### PROBLEM DESCRIPTION
Report every line of the data below that contains the string "ceiling", treating uppercase and lowercase letters as distinct.

-- Start EXTRACTED MATERIAL --

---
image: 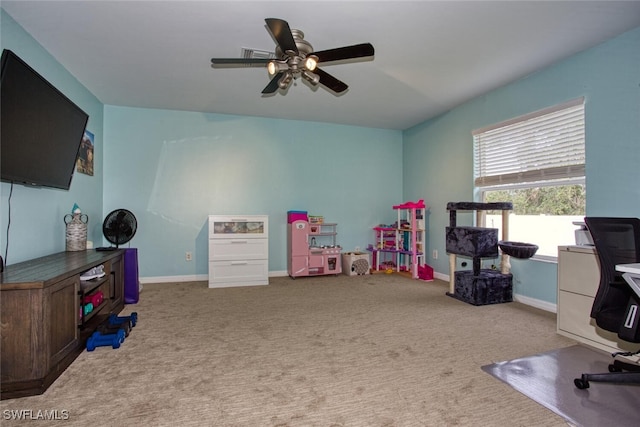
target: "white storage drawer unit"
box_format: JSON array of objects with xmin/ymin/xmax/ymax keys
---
[{"xmin": 209, "ymin": 215, "xmax": 269, "ymax": 288}]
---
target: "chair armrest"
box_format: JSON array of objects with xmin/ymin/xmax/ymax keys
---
[{"xmin": 622, "ymin": 273, "xmax": 640, "ymax": 298}]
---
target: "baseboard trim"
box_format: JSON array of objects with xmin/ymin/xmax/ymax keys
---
[
  {"xmin": 513, "ymin": 294, "xmax": 558, "ymax": 313},
  {"xmin": 139, "ymin": 270, "xmax": 288, "ymax": 284},
  {"xmin": 140, "ymin": 270, "xmax": 558, "ymax": 313},
  {"xmin": 139, "ymin": 274, "xmax": 209, "ymax": 284}
]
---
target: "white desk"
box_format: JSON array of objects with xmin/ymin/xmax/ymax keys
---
[{"xmin": 616, "ymin": 263, "xmax": 640, "ymax": 297}]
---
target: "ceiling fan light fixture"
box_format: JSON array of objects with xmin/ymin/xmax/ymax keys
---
[
  {"xmin": 278, "ymin": 71, "xmax": 293, "ymax": 89},
  {"xmin": 304, "ymin": 55, "xmax": 319, "ymax": 71},
  {"xmin": 302, "ymin": 70, "xmax": 320, "ymax": 86},
  {"xmin": 267, "ymin": 61, "xmax": 289, "ymax": 76}
]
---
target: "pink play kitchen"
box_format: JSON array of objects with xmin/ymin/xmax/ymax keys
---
[{"xmin": 287, "ymin": 211, "xmax": 342, "ymax": 278}]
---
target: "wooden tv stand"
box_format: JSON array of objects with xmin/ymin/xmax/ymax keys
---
[{"xmin": 0, "ymin": 250, "xmax": 124, "ymax": 400}]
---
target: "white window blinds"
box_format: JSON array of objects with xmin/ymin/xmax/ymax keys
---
[{"xmin": 473, "ymin": 98, "xmax": 585, "ymax": 187}]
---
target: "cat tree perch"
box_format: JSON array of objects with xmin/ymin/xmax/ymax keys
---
[{"xmin": 446, "ymin": 202, "xmax": 538, "ymax": 305}]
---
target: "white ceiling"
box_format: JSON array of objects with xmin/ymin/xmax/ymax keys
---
[{"xmin": 5, "ymin": 0, "xmax": 640, "ymax": 129}]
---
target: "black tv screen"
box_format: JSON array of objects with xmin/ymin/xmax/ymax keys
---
[{"xmin": 0, "ymin": 49, "xmax": 89, "ymax": 190}]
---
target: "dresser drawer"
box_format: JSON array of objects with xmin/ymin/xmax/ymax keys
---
[
  {"xmin": 209, "ymin": 215, "xmax": 269, "ymax": 239},
  {"xmin": 209, "ymin": 237, "xmax": 269, "ymax": 261},
  {"xmin": 209, "ymin": 259, "xmax": 269, "ymax": 288}
]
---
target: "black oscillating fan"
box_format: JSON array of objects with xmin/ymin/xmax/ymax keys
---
[{"xmin": 96, "ymin": 209, "xmax": 138, "ymax": 251}]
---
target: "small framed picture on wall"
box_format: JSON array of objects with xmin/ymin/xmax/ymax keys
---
[{"xmin": 76, "ymin": 130, "xmax": 93, "ymax": 176}]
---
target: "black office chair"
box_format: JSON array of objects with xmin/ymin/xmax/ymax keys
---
[{"xmin": 574, "ymin": 217, "xmax": 640, "ymax": 389}]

-- End EXTRACTED MATERIAL --

### CORRECT RESULT
target: "ceiling fan light fixture"
target: "white ceiling"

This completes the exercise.